* **DATA LISTING**:
· · · · ·
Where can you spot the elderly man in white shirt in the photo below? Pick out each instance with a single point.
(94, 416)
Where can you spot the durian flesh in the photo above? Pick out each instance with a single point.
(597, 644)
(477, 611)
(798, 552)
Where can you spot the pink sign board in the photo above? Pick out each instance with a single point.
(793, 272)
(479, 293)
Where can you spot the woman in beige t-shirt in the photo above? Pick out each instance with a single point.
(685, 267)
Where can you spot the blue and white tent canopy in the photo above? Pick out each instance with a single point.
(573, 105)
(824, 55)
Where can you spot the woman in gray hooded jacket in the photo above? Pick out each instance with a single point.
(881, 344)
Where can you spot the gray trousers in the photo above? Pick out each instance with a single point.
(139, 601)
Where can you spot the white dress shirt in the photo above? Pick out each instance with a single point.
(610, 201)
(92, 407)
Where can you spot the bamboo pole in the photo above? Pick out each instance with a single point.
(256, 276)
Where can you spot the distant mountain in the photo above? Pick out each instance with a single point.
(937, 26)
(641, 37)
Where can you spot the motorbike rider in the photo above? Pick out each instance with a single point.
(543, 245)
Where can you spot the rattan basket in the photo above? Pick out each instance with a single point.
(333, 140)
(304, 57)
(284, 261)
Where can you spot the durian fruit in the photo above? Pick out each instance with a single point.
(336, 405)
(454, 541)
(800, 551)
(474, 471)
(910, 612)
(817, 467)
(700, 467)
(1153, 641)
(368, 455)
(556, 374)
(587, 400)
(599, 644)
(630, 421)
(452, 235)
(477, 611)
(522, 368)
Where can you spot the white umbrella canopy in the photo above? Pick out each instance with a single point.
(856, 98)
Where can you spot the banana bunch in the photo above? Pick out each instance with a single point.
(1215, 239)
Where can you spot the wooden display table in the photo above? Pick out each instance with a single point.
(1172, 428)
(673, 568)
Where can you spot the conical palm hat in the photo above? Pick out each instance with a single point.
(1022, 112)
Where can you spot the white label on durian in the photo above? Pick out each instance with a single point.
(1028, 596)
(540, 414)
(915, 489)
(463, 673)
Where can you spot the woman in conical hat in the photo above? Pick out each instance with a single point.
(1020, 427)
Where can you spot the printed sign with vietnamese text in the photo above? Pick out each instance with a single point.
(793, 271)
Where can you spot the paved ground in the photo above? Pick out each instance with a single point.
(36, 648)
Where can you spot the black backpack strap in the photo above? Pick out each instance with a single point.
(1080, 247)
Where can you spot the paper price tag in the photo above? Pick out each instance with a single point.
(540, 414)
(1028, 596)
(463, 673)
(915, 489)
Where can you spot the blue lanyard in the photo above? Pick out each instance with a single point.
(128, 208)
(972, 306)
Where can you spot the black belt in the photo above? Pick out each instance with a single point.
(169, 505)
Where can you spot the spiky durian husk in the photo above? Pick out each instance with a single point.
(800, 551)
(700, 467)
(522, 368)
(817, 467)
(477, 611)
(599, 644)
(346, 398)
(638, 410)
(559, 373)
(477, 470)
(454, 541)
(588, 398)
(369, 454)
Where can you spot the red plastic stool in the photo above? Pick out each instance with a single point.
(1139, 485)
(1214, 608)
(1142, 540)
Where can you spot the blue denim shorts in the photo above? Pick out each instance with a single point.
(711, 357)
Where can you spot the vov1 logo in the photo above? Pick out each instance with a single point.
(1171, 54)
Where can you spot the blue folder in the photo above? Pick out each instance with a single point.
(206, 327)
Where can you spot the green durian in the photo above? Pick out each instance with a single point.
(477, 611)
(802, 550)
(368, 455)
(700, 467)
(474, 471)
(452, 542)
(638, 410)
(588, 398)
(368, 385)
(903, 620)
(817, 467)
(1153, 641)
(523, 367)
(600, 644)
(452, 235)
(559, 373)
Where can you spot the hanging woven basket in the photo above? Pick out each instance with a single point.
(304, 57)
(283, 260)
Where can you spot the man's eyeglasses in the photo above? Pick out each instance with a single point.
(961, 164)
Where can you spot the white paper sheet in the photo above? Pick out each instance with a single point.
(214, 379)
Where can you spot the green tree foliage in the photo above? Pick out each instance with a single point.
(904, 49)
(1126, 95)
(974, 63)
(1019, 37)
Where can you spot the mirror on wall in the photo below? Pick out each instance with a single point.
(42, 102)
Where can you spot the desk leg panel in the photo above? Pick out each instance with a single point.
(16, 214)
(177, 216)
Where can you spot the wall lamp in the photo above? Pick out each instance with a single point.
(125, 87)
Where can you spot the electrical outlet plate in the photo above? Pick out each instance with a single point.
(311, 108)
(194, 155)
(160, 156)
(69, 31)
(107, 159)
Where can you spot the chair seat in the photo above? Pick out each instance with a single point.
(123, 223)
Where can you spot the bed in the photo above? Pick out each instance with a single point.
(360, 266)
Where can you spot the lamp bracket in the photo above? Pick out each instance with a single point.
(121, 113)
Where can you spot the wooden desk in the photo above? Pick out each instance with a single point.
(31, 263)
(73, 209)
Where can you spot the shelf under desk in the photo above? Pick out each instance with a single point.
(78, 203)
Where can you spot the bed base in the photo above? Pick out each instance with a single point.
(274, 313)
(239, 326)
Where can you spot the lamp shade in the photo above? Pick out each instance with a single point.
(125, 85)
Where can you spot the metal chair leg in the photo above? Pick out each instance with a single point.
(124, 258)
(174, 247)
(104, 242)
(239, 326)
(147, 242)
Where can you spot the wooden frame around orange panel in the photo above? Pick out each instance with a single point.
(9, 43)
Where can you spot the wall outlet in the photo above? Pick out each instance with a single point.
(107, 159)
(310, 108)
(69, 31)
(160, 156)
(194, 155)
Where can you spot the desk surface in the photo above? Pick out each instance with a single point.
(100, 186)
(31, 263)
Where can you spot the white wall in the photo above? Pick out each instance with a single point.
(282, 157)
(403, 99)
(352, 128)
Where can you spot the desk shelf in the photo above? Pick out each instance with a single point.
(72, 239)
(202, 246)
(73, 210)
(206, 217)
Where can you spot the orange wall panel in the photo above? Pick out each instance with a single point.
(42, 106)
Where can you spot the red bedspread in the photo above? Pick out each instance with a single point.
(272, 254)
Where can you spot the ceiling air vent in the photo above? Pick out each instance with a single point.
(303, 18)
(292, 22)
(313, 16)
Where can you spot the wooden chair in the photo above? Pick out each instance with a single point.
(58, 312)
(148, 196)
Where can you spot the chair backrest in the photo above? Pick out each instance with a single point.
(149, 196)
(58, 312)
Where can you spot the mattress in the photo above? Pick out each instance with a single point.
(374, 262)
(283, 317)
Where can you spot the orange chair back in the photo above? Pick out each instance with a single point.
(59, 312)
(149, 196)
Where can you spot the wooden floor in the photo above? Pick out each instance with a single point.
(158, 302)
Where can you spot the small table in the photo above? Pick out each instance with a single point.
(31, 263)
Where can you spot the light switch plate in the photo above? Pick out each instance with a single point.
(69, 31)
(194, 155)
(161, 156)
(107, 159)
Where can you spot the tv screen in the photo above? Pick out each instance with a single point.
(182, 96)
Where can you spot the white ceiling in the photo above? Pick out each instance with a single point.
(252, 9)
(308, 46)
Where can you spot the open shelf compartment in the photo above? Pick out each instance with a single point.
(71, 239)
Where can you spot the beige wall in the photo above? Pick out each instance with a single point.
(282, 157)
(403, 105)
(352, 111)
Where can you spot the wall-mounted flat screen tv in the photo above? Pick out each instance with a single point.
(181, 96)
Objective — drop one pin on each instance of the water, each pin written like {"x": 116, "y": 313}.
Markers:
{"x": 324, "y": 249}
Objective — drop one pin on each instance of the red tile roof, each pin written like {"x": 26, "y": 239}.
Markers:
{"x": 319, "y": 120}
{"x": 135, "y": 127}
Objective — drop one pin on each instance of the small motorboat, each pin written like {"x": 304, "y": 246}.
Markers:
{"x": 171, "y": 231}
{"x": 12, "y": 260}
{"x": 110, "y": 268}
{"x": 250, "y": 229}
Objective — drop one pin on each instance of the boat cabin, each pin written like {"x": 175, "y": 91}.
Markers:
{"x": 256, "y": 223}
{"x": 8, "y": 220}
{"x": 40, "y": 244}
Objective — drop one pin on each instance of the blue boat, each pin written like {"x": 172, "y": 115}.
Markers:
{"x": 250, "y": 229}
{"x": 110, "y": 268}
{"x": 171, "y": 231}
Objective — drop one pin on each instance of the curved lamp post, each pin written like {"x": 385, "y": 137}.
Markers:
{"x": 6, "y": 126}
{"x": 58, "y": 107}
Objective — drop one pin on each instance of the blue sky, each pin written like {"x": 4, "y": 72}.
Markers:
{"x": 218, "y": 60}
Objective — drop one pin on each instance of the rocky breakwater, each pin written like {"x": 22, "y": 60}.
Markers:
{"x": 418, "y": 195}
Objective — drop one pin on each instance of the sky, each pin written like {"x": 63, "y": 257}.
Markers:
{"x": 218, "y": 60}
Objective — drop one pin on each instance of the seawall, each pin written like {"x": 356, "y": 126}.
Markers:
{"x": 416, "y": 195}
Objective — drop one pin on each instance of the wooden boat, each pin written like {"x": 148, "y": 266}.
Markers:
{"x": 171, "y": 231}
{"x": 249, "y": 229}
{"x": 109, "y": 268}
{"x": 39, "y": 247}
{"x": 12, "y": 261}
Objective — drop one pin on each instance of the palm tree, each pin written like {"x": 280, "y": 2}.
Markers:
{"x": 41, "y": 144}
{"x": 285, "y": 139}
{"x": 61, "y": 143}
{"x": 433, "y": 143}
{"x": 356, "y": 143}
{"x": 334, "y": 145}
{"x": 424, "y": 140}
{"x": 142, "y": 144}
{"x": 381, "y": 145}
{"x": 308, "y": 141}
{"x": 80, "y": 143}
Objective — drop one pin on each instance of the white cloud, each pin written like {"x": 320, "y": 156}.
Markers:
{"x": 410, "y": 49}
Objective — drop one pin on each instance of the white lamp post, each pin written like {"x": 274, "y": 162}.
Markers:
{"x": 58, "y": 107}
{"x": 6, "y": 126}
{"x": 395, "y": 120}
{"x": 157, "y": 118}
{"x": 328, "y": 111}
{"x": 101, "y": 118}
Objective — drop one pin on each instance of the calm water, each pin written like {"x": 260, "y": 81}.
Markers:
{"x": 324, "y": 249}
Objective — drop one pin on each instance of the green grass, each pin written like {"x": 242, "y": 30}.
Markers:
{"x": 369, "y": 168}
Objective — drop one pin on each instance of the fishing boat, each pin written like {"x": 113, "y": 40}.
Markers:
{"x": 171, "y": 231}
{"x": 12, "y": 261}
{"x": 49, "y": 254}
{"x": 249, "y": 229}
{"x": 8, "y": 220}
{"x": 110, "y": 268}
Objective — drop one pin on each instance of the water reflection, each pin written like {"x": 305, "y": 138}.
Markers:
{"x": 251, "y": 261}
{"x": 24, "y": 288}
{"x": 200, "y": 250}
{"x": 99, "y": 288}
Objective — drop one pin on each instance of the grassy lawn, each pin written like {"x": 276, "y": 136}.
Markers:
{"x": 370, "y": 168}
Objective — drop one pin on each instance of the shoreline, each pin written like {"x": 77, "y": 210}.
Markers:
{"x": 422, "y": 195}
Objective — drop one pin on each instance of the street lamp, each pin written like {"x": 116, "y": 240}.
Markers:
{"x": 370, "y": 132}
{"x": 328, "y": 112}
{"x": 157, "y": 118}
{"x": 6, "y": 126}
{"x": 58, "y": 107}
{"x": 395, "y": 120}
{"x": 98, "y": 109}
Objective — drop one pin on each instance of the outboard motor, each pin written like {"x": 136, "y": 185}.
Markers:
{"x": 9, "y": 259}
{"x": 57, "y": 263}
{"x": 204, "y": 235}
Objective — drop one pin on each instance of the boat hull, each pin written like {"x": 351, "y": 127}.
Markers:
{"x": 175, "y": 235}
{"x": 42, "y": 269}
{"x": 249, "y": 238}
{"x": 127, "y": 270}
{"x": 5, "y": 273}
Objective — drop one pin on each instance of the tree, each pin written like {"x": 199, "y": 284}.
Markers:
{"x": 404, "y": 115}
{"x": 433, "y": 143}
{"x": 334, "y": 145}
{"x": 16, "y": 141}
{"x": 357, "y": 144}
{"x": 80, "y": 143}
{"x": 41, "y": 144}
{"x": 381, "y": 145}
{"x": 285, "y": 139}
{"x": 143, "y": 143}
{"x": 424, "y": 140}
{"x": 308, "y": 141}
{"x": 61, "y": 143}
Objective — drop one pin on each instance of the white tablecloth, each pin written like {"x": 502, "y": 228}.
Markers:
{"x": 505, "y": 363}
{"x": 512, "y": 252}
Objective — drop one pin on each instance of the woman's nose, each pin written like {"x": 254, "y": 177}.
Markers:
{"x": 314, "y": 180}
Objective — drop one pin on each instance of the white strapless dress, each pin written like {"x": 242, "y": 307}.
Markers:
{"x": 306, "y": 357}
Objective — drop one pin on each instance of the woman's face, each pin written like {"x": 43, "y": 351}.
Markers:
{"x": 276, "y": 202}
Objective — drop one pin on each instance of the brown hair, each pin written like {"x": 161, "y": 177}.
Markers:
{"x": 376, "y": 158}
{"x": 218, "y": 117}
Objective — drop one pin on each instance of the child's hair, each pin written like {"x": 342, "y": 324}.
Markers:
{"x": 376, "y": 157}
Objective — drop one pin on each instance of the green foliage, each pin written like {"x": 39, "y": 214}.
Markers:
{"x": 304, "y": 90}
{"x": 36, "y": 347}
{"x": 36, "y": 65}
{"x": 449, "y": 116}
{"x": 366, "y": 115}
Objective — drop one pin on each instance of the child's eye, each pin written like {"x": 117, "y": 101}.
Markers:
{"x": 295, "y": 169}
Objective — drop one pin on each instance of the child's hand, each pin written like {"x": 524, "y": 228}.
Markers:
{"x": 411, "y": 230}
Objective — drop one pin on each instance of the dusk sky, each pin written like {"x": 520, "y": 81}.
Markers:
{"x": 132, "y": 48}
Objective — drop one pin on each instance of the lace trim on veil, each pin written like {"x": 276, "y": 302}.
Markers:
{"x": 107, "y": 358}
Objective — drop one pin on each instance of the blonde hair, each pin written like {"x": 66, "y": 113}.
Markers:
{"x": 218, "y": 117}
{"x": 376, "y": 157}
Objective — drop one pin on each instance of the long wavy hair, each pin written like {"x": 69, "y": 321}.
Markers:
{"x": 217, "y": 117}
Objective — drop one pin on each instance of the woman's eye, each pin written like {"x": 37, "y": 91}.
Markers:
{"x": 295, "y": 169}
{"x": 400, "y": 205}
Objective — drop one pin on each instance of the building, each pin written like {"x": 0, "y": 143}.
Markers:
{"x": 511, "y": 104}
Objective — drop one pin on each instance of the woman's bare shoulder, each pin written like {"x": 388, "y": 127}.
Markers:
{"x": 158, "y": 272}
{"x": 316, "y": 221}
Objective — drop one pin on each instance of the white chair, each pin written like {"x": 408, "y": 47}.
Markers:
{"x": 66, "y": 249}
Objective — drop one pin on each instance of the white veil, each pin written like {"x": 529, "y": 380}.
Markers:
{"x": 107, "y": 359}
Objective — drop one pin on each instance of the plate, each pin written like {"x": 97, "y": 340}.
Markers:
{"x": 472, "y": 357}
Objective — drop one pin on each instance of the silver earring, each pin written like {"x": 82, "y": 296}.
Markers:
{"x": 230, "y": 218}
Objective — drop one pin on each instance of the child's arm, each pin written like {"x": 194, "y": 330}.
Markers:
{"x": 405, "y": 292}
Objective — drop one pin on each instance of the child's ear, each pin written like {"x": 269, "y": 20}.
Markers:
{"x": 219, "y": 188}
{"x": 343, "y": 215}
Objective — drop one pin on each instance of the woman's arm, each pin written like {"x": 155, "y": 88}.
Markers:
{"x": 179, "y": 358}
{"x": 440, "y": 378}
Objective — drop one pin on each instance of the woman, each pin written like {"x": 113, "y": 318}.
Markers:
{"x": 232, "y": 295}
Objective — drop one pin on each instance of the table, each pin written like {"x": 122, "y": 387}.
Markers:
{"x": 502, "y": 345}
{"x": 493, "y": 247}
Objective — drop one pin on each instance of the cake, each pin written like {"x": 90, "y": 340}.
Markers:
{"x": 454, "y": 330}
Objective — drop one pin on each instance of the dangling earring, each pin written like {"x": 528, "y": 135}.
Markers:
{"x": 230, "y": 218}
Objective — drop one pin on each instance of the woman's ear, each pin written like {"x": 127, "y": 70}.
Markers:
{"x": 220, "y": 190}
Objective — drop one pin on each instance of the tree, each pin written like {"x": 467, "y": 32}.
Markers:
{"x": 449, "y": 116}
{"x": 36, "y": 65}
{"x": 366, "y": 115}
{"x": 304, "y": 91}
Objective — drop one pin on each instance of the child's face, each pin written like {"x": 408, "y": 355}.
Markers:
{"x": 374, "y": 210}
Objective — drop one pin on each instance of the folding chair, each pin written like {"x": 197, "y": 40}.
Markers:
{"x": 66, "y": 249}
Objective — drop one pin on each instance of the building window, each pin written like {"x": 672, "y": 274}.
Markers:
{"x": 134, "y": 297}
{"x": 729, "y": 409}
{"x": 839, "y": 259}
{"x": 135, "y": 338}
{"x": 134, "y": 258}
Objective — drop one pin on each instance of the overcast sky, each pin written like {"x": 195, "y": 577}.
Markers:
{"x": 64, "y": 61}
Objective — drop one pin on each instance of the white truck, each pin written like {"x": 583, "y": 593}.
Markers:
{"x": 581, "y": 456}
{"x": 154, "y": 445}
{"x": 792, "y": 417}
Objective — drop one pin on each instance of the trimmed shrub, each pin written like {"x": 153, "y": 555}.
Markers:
· · · · ·
* **EXERCISE INSTRUCTIONS**: Where does the word "earring" appear in the listing? List each line that holds it.

* **ANSWER FOR THE TASK**:
Objective — drop one pin on each instance of the silver earring, each pin written like {"x": 82, "y": 296}.
Objective — drop one pin on each instance of the dangling earring, each pin written like {"x": 528, "y": 135}.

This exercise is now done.